### Assigned task
Any image found in the entries is to be skipped; the rest is returned word for word.

### Raw data
= = =

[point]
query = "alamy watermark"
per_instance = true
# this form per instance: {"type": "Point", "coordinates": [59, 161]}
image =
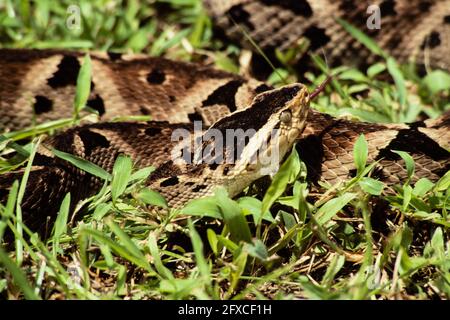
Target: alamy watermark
{"type": "Point", "coordinates": [374, 20]}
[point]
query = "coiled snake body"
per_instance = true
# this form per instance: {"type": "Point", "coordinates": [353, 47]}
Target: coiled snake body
{"type": "Point", "coordinates": [39, 85]}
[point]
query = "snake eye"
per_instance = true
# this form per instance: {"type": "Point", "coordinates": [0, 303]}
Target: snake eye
{"type": "Point", "coordinates": [286, 116]}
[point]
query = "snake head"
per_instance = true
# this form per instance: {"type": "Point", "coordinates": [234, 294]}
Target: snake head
{"type": "Point", "coordinates": [256, 139]}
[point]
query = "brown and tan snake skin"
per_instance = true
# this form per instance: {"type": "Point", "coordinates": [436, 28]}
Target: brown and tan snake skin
{"type": "Point", "coordinates": [39, 85]}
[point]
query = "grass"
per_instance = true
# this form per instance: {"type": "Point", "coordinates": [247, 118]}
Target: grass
{"type": "Point", "coordinates": [282, 243]}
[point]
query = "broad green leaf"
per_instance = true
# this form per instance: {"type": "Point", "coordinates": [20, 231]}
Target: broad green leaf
{"type": "Point", "coordinates": [254, 207]}
{"type": "Point", "coordinates": [437, 81]}
{"type": "Point", "coordinates": [409, 162]}
{"type": "Point", "coordinates": [371, 186]}
{"type": "Point", "coordinates": [443, 183]}
{"type": "Point", "coordinates": [203, 207]}
{"type": "Point", "coordinates": [257, 249]}
{"type": "Point", "coordinates": [142, 174]}
{"type": "Point", "coordinates": [376, 69]}
{"type": "Point", "coordinates": [422, 187]}
{"type": "Point", "coordinates": [101, 210]}
{"type": "Point", "coordinates": [332, 207]}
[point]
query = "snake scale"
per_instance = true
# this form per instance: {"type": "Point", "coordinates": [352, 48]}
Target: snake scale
{"type": "Point", "coordinates": [39, 86]}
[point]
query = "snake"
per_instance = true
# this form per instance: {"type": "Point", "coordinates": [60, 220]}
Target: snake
{"type": "Point", "coordinates": [38, 86]}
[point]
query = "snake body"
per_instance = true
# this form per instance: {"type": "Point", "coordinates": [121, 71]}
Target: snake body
{"type": "Point", "coordinates": [39, 85]}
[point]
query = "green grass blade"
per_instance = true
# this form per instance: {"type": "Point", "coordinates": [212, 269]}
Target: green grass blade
{"type": "Point", "coordinates": [83, 164]}
{"type": "Point", "coordinates": [83, 85]}
{"type": "Point", "coordinates": [18, 276]}
{"type": "Point", "coordinates": [120, 176]}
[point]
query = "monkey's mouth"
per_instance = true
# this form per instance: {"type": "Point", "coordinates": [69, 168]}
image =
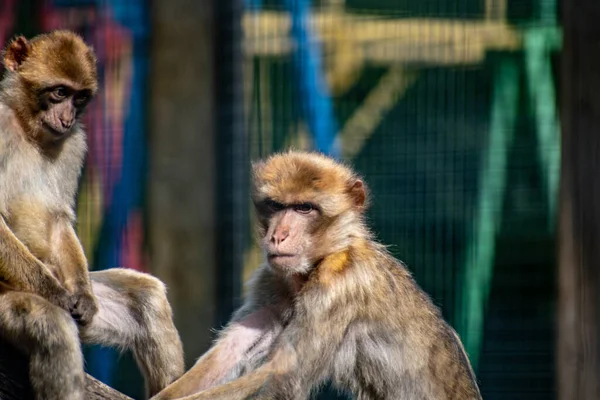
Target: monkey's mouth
{"type": "Point", "coordinates": [55, 132]}
{"type": "Point", "coordinates": [279, 256]}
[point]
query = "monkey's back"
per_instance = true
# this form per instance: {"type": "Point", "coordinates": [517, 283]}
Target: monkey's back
{"type": "Point", "coordinates": [400, 347]}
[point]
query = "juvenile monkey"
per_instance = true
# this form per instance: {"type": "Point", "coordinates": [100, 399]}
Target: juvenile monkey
{"type": "Point", "coordinates": [47, 299]}
{"type": "Point", "coordinates": [330, 303]}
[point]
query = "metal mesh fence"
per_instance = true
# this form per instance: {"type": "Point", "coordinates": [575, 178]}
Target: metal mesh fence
{"type": "Point", "coordinates": [448, 110]}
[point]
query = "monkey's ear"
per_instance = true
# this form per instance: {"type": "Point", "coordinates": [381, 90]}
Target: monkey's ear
{"type": "Point", "coordinates": [16, 53]}
{"type": "Point", "coordinates": [358, 193]}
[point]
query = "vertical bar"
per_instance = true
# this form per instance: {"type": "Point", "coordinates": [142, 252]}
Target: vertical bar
{"type": "Point", "coordinates": [232, 164]}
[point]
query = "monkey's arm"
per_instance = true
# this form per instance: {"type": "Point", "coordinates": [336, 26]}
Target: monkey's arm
{"type": "Point", "coordinates": [303, 353]}
{"type": "Point", "coordinates": [245, 336]}
{"type": "Point", "coordinates": [69, 257]}
{"type": "Point", "coordinates": [21, 270]}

= = =

### Output below
[point]
query = "alamy watermark"
per_instance = true
# this form per instance: {"type": "Point", "coordinates": [59, 161]}
image =
Target: alamy watermark
{"type": "Point", "coordinates": [374, 20]}
[point]
query = "coiled snake body"
per_instance = true
# this form per instance: {"type": "Point", "coordinates": [353, 47]}
Target: coiled snake body
{"type": "Point", "coordinates": [39, 85]}
[point]
query = "snake eye"
per_instance = true
# this form per instance: {"type": "Point", "coordinates": [0, 303]}
Target: snake eye
{"type": "Point", "coordinates": [286, 116]}
[point]
query = "snake head"
per_instance = true
# this form per instance: {"type": "Point", "coordinates": [234, 294]}
Target: snake head
{"type": "Point", "coordinates": [256, 139]}
[point]
query = "brown and tan snake skin"
per_instance = true
# this form per instance: {"type": "Point", "coordinates": [436, 28]}
Target: brown and tan snake skin
{"type": "Point", "coordinates": [39, 85]}
[point]
query = "grass"
per_instance = true
# this form per instance: {"type": "Point", "coordinates": [247, 118]}
Target: grass
{"type": "Point", "coordinates": [282, 243]}
[point]
query = "broad green leaf"
per_instance = true
# this form per instance: {"type": "Point", "coordinates": [20, 231]}
Target: broad green leaf
{"type": "Point", "coordinates": [254, 207]}
{"type": "Point", "coordinates": [437, 81]}
{"type": "Point", "coordinates": [409, 162]}
{"type": "Point", "coordinates": [371, 186]}
{"type": "Point", "coordinates": [443, 183]}
{"type": "Point", "coordinates": [203, 207]}
{"type": "Point", "coordinates": [257, 249]}
{"type": "Point", "coordinates": [142, 174]}
{"type": "Point", "coordinates": [376, 69]}
{"type": "Point", "coordinates": [422, 187]}
{"type": "Point", "coordinates": [101, 210]}
{"type": "Point", "coordinates": [332, 207]}
[point]
query = "snake scale"
per_instance = true
# this form per instance: {"type": "Point", "coordinates": [352, 48]}
Target: snake scale
{"type": "Point", "coordinates": [39, 86]}
[point]
query = "snake"
per_instance = true
# this form per instance: {"type": "Point", "coordinates": [60, 220]}
Target: snake
{"type": "Point", "coordinates": [38, 86]}
[point]
query = "snake body"
per_instance = true
# this form per instance: {"type": "Point", "coordinates": [121, 71]}
Target: snake body
{"type": "Point", "coordinates": [39, 85]}
[point]
query = "green grass blade"
per_instance = true
# this form per instance: {"type": "Point", "coordinates": [212, 269]}
Target: green grass blade
{"type": "Point", "coordinates": [83, 164]}
{"type": "Point", "coordinates": [83, 85]}
{"type": "Point", "coordinates": [18, 276]}
{"type": "Point", "coordinates": [120, 176]}
[point]
query = "monkey's mouth"
per_instance = true
# this form per instance: {"type": "Point", "coordinates": [69, 168]}
image =
Target: monkey's mouth
{"type": "Point", "coordinates": [55, 132]}
{"type": "Point", "coordinates": [279, 256]}
[point]
query = "monkey's back"
per_instance = true
# this form per instance: {"type": "Point", "coordinates": [517, 283]}
Target: monkey's back
{"type": "Point", "coordinates": [400, 347]}
[point]
query = "juvenile monkey"
per_instance = true
# this form per instance: {"type": "Point", "coordinates": [100, 399]}
Target: juvenile monkey
{"type": "Point", "coordinates": [47, 299]}
{"type": "Point", "coordinates": [330, 303]}
[point]
query = "metal mesh fence"
per_instance = true
# this form per instance: {"type": "Point", "coordinates": [575, 178]}
Target: metal mesh fence
{"type": "Point", "coordinates": [448, 110]}
[point]
query = "monkey's ear"
per_instance = true
# this form per instance: {"type": "Point", "coordinates": [381, 90]}
Target: monkey's ear
{"type": "Point", "coordinates": [16, 53]}
{"type": "Point", "coordinates": [358, 193]}
[point]
query = "vertical bar"
per_instance = true
# this form per instance: {"type": "Point", "coordinates": [142, 252]}
Target: vertical bar
{"type": "Point", "coordinates": [232, 164]}
[point]
query = "monkey's arm"
per_instance = true
# this form per instance: {"type": "Point", "coordinates": [336, 26]}
Target: monkey's arm
{"type": "Point", "coordinates": [303, 353]}
{"type": "Point", "coordinates": [245, 336]}
{"type": "Point", "coordinates": [69, 257]}
{"type": "Point", "coordinates": [21, 270]}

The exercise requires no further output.